▶ _Source material_:
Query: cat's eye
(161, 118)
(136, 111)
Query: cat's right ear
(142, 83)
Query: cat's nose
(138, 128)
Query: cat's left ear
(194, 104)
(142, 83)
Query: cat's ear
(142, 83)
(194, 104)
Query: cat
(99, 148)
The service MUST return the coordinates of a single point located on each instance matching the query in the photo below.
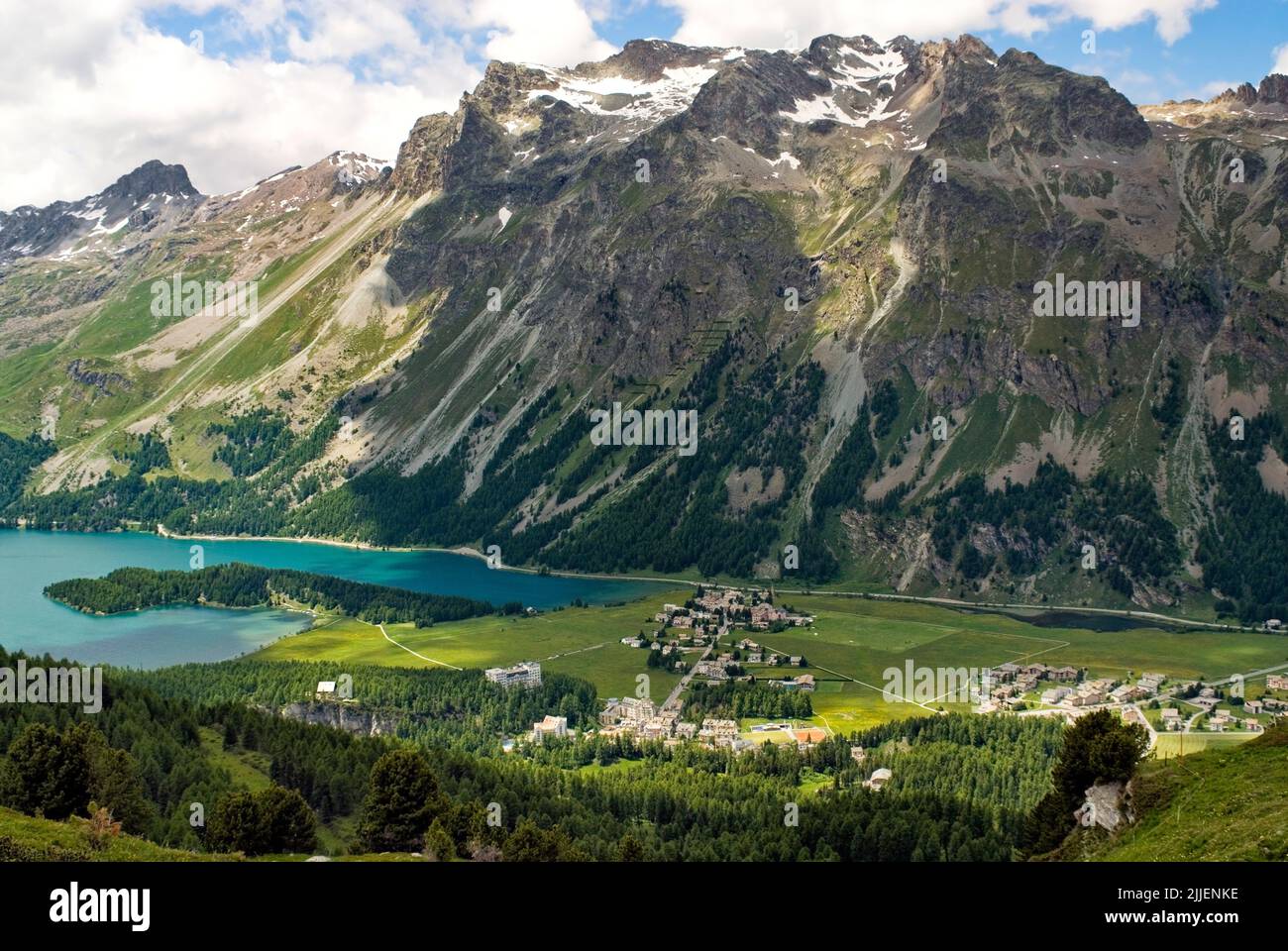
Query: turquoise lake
(156, 638)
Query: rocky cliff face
(346, 716)
(137, 201)
(759, 235)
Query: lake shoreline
(410, 549)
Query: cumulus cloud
(1280, 54)
(89, 92)
(774, 25)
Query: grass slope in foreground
(1219, 805)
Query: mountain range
(832, 256)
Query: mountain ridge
(840, 245)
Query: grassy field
(854, 641)
(584, 642)
(1228, 803)
(1170, 745)
(849, 647)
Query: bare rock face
(134, 201)
(1107, 805)
(1274, 88)
(347, 716)
(419, 167)
(1245, 93)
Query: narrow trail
(416, 654)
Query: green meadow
(849, 647)
(584, 642)
(854, 641)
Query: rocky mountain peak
(153, 178)
(1274, 88)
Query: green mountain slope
(832, 258)
(1219, 805)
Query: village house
(879, 779)
(549, 726)
(716, 728)
(526, 674)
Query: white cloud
(89, 92)
(1280, 54)
(773, 25)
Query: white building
(526, 674)
(549, 726)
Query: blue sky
(1232, 42)
(91, 90)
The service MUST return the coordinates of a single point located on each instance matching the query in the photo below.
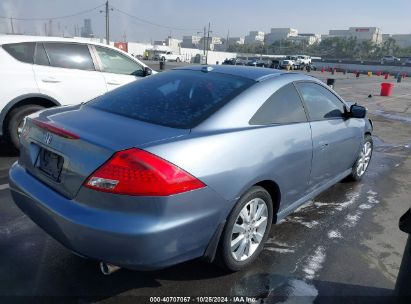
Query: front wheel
(246, 230)
(363, 160)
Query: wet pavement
(342, 247)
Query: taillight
(137, 172)
(54, 128)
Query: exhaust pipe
(108, 269)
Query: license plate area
(50, 164)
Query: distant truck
(169, 56)
(303, 60)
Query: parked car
(41, 72)
(257, 63)
(193, 162)
(169, 56)
(233, 61)
(288, 62)
(303, 60)
(390, 59)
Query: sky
(187, 17)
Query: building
(213, 43)
(254, 37)
(235, 41)
(402, 40)
(277, 34)
(373, 34)
(86, 30)
(385, 37)
(172, 44)
(190, 42)
(305, 37)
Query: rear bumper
(138, 233)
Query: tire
(15, 121)
(234, 258)
(367, 149)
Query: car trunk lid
(63, 146)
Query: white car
(41, 72)
(303, 59)
(169, 56)
(390, 59)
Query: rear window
(69, 55)
(177, 99)
(23, 52)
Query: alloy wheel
(249, 229)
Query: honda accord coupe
(193, 162)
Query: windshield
(177, 99)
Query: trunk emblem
(48, 138)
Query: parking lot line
(4, 187)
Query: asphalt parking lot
(344, 243)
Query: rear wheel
(15, 122)
(246, 230)
(363, 160)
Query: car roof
(254, 73)
(5, 39)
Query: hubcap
(364, 159)
(249, 229)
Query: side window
(23, 52)
(40, 56)
(69, 56)
(115, 62)
(322, 104)
(284, 106)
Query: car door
(117, 68)
(336, 139)
(66, 72)
(289, 140)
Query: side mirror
(357, 111)
(147, 71)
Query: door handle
(324, 146)
(113, 82)
(50, 80)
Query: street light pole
(208, 44)
(107, 24)
(12, 26)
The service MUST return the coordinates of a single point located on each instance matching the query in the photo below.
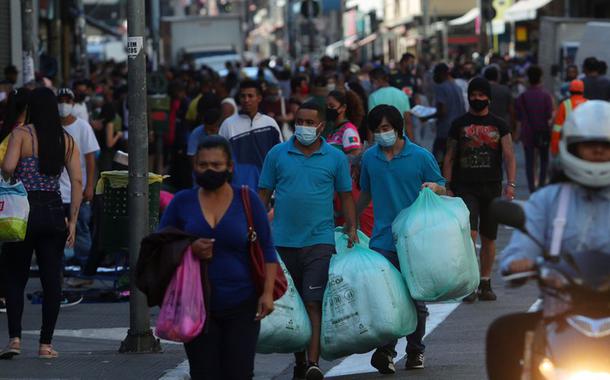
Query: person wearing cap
(209, 111)
(577, 90)
(479, 145)
(386, 94)
(84, 138)
(534, 116)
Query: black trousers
(2, 282)
(46, 234)
(506, 343)
(226, 348)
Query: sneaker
(75, 282)
(485, 292)
(383, 362)
(300, 371)
(414, 361)
(314, 372)
(70, 299)
(471, 298)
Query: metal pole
(139, 337)
(312, 33)
(55, 40)
(81, 39)
(155, 15)
(426, 17)
(27, 11)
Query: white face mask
(65, 109)
(386, 139)
(306, 135)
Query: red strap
(245, 196)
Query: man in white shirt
(80, 110)
(251, 134)
(83, 136)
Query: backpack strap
(245, 196)
(559, 223)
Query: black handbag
(542, 139)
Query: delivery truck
(202, 40)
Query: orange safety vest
(565, 109)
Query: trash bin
(114, 223)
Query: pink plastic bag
(182, 314)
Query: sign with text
(134, 45)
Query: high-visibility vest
(567, 107)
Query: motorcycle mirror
(508, 213)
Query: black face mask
(331, 114)
(211, 180)
(211, 116)
(478, 105)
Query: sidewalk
(87, 337)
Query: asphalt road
(88, 337)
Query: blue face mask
(306, 135)
(386, 139)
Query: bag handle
(559, 223)
(245, 196)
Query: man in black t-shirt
(479, 143)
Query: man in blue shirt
(305, 172)
(393, 173)
(209, 113)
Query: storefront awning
(366, 40)
(524, 10)
(468, 17)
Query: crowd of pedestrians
(318, 147)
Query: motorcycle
(572, 339)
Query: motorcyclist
(584, 155)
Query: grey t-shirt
(450, 96)
(501, 99)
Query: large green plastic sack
(287, 329)
(366, 302)
(436, 253)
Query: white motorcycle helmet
(589, 122)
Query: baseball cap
(65, 92)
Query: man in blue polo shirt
(305, 172)
(393, 173)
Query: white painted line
(360, 363)
(113, 333)
(179, 373)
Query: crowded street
(305, 189)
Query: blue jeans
(415, 343)
(83, 241)
(530, 162)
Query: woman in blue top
(215, 212)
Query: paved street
(88, 337)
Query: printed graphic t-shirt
(479, 149)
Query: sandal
(13, 349)
(46, 351)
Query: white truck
(203, 40)
(566, 41)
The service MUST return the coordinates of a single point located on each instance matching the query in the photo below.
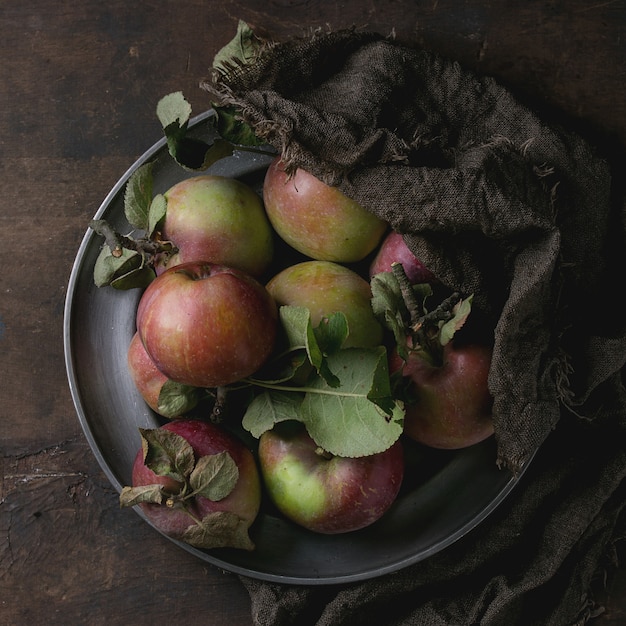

▶ _Task_: Return every line from the listing above that contains the string "street". Case counts.

▶ _Solution to the exercise_:
Query: street light pole
Query: crowded street
Query: paved street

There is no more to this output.